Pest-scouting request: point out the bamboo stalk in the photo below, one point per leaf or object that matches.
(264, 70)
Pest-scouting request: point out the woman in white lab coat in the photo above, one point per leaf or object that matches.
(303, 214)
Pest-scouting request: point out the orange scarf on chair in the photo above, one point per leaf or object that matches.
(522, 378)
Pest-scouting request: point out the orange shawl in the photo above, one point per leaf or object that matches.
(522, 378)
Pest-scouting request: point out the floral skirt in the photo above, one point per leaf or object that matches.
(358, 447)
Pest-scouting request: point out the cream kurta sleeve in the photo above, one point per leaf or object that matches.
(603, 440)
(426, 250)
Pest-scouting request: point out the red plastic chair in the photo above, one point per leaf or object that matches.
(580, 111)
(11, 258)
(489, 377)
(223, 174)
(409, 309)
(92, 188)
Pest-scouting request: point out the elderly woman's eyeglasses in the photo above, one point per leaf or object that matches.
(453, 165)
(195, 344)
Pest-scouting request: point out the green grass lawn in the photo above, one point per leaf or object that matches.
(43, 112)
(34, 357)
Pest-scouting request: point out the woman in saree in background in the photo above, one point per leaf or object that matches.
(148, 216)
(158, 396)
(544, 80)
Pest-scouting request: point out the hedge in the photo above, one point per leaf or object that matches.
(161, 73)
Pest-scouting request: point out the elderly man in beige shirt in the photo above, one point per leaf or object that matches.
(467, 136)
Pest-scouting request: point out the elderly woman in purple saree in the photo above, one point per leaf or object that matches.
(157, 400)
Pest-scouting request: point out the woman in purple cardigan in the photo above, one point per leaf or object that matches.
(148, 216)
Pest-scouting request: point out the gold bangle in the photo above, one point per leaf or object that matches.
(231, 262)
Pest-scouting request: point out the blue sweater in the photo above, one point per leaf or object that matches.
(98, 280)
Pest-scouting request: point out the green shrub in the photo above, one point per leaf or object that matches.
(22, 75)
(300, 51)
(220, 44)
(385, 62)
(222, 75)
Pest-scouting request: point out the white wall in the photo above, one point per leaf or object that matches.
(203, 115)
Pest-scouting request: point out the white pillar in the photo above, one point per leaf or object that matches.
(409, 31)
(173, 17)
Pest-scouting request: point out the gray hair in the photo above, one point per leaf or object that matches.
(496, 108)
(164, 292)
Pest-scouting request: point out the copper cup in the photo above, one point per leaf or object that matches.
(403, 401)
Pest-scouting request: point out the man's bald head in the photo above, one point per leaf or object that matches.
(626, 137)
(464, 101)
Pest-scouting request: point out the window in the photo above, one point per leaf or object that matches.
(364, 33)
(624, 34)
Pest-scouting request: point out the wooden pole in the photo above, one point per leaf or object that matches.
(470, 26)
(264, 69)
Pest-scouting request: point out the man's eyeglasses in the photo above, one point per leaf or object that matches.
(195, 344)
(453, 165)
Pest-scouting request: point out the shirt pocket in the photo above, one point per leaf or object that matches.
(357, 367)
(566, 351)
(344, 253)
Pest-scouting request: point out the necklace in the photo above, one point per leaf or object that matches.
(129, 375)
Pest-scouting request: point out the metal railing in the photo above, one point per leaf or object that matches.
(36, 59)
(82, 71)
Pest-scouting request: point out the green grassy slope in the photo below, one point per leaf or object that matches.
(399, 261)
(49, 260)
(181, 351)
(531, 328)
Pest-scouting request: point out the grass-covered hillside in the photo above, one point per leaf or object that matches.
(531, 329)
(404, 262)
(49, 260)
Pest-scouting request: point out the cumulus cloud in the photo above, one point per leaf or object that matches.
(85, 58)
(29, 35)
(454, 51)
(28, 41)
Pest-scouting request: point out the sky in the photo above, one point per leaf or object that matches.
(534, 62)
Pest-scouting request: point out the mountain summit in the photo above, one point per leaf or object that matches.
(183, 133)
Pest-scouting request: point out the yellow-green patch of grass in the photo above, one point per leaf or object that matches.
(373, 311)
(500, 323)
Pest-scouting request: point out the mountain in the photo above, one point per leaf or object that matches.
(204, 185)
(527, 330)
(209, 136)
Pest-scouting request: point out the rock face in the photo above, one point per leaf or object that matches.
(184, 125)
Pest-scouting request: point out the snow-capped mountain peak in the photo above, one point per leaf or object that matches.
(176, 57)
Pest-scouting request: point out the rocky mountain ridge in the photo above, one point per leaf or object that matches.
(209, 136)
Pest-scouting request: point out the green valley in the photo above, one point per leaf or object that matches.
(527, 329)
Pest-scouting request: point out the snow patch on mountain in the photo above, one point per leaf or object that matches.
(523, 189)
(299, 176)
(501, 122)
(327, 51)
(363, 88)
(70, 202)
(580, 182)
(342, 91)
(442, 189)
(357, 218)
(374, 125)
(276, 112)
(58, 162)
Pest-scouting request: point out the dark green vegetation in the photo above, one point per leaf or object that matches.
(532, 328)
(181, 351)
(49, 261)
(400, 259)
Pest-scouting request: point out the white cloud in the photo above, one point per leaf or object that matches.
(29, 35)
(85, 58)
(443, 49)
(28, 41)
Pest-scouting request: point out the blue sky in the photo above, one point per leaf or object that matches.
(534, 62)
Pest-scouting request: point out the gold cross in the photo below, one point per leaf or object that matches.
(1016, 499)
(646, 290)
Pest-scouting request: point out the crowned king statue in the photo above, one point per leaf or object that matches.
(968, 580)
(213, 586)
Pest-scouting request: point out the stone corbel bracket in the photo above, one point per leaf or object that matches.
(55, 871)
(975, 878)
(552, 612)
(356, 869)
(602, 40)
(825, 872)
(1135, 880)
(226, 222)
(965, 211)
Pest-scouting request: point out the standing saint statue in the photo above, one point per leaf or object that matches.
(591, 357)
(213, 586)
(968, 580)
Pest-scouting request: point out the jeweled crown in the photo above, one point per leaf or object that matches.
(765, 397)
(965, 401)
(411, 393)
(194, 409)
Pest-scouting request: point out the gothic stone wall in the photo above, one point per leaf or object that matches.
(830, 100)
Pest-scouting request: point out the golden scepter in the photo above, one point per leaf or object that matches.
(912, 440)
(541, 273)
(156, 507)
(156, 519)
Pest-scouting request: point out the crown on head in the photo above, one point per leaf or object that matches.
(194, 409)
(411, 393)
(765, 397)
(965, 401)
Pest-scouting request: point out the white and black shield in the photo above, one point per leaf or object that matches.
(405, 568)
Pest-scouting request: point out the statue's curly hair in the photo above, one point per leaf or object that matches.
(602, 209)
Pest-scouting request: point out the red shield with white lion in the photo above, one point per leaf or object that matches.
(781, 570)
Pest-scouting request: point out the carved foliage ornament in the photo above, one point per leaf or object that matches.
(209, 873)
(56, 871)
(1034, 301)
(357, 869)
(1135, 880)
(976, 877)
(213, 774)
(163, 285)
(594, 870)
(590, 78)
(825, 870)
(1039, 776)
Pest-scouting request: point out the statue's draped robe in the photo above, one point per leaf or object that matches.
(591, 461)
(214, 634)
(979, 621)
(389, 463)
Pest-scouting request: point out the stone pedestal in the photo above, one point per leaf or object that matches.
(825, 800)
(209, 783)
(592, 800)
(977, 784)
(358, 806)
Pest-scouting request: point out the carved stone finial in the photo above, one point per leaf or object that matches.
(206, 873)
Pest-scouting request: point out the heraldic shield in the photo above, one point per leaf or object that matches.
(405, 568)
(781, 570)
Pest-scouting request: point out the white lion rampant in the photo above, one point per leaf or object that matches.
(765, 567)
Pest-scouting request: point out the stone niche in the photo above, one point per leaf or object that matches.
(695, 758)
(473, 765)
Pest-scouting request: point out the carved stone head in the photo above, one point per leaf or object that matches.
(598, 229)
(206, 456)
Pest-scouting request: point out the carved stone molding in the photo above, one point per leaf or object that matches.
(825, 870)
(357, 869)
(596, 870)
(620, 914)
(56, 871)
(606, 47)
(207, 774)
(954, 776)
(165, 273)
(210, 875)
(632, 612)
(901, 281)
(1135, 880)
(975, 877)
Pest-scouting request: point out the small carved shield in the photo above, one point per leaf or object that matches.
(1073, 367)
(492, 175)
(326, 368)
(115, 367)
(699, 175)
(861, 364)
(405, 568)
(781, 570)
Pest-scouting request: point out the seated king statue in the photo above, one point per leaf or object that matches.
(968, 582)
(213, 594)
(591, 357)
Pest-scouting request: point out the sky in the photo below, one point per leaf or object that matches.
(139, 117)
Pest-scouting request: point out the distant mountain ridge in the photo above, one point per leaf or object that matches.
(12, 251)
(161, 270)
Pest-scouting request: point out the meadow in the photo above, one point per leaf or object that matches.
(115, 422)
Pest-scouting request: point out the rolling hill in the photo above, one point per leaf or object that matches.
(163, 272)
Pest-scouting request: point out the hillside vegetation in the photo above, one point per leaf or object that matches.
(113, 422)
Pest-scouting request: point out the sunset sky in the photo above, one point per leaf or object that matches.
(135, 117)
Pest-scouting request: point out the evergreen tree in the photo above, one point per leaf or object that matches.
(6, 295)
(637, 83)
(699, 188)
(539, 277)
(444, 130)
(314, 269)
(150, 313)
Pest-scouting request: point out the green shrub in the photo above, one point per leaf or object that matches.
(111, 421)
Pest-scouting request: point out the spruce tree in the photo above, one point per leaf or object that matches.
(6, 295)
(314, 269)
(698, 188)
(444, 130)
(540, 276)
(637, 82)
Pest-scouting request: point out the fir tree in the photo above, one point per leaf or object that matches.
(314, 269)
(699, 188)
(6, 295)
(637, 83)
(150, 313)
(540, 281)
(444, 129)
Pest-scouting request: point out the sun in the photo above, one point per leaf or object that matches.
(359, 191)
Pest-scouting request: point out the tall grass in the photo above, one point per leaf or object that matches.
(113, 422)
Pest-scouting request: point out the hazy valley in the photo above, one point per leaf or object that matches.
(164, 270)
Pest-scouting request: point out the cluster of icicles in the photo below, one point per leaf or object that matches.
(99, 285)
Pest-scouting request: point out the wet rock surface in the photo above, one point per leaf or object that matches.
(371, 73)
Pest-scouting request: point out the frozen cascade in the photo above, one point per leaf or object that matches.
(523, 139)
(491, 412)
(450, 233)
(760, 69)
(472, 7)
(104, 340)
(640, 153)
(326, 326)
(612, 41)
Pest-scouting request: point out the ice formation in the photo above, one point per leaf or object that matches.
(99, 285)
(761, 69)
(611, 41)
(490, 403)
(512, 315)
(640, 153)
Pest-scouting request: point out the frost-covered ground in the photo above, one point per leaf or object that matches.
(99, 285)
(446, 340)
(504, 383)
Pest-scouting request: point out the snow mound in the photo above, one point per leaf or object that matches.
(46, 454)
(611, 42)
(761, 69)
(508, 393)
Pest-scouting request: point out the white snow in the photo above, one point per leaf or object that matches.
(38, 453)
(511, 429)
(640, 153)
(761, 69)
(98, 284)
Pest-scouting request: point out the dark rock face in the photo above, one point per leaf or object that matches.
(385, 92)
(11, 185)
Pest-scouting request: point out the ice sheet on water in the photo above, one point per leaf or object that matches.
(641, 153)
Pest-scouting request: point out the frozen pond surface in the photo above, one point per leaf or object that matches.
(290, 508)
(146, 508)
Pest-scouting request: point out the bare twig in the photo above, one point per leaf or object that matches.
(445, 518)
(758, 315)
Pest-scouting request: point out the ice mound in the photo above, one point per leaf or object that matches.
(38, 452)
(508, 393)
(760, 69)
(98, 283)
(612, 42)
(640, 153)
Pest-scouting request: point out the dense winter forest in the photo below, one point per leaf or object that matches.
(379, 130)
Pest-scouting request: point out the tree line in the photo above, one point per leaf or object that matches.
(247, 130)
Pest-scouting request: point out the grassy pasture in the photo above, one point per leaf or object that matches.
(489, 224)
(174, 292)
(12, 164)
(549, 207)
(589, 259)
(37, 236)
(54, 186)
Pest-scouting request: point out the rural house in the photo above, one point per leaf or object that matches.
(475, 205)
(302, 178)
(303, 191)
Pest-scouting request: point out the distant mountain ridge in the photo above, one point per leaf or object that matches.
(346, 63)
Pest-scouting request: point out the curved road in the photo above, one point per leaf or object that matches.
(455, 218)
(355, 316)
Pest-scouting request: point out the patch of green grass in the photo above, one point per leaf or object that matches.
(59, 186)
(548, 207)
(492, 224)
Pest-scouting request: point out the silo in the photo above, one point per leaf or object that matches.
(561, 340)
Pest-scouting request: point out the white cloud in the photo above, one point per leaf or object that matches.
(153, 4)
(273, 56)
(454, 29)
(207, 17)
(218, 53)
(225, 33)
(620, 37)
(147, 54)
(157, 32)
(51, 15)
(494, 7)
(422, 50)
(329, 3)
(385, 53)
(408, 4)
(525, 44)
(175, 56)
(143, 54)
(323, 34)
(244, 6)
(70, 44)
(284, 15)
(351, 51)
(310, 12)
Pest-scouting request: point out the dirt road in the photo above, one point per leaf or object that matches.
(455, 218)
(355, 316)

» **TASK STATEMENT**
Recast the lines from the line with "Pest-scouting request: point out the statue's curly" through the line with "(1039, 776)" as a two-column CSV with the header label_text,coordinates. Give one row for each line beginning "Pest-scouting", putting that line in the first quoted field and all the points that follow it, separated by spaces, in the second quoted field.

» **RESPONSE TO THE TASK**
label_text,coordinates
"Pest-scouting request: point out the statue's curly hair in the photo above, one point per leaf or object that matches.","(602, 209)"
"Pest-scouting request: point out the red shield with white lion in the photo above, one point per leaf or object that matches.","(781, 570)"
"Pest-scouting request: point out the carved foliage ornament in the photo above, one point per leaf or object that matches.","(209, 873) (56, 871) (1034, 301) (357, 869) (1135, 880) (976, 877) (213, 774) (163, 285) (594, 870) (590, 78) (825, 870) (1039, 776)"